YOUR TASK: Pull out every line of the records that contains the word "dried" and copy each one.

A run of records:
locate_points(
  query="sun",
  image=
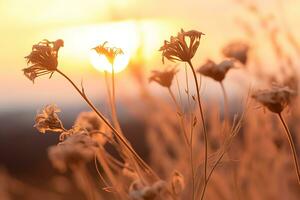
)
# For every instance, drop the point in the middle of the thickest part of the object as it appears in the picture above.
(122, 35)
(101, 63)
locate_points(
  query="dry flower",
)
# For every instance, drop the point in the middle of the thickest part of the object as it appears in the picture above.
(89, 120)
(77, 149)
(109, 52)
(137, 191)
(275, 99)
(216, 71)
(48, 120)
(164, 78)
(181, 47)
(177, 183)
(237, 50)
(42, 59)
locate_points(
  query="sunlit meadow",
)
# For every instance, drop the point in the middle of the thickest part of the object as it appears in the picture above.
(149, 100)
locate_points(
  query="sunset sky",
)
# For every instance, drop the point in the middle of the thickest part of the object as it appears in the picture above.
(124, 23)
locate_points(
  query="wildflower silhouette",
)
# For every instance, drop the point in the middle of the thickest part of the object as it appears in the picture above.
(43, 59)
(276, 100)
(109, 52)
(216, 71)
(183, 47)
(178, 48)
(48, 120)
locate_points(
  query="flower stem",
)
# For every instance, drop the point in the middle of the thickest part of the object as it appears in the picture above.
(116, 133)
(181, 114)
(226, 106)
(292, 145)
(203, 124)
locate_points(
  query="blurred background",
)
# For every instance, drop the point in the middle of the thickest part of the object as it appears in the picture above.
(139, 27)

---

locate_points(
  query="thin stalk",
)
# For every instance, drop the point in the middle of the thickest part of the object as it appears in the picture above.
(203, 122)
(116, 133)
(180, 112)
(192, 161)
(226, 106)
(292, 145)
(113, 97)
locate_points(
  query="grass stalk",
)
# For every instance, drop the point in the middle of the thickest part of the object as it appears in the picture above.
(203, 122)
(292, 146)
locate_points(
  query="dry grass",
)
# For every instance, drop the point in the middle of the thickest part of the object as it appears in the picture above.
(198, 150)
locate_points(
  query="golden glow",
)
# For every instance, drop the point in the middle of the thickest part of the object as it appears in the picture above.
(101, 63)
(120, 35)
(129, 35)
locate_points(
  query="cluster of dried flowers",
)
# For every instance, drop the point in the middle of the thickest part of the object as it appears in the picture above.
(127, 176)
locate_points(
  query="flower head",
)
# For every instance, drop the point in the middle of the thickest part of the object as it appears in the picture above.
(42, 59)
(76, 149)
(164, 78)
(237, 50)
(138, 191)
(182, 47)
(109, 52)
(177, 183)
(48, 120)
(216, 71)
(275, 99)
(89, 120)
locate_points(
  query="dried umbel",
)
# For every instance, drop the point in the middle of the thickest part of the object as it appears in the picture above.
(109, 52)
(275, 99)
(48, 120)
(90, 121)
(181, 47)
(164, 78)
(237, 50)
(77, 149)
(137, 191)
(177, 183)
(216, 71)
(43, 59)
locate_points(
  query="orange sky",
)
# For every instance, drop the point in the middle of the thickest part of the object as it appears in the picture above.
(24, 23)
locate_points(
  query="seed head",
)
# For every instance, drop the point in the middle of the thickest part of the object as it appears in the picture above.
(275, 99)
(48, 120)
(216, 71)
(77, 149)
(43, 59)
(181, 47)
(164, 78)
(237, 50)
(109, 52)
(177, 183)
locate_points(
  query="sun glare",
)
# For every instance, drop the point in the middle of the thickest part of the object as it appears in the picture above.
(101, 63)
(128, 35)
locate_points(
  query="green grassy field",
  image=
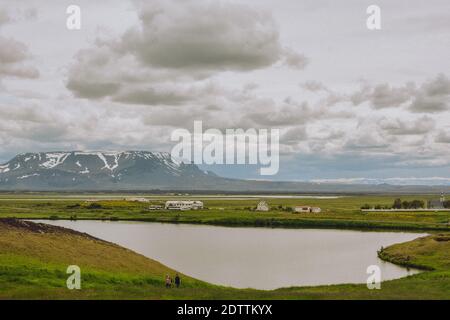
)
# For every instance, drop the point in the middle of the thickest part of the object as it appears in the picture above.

* * *

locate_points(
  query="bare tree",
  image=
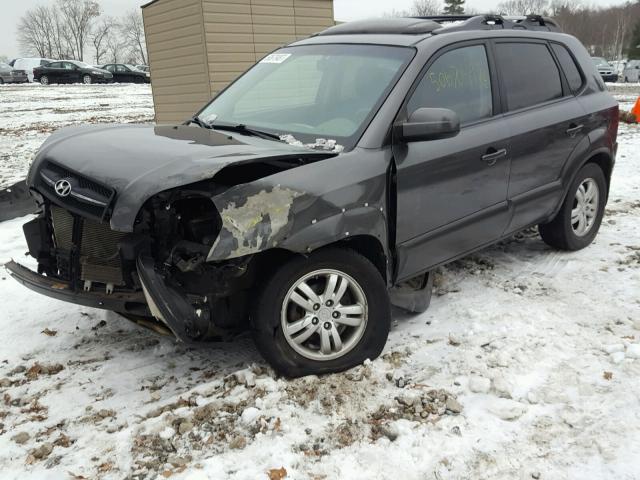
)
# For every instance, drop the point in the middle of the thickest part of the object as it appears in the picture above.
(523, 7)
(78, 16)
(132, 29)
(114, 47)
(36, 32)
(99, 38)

RESULT FOR THIS EXERCISE:
  query="cluster of dried flowers",
  query="dried umbel",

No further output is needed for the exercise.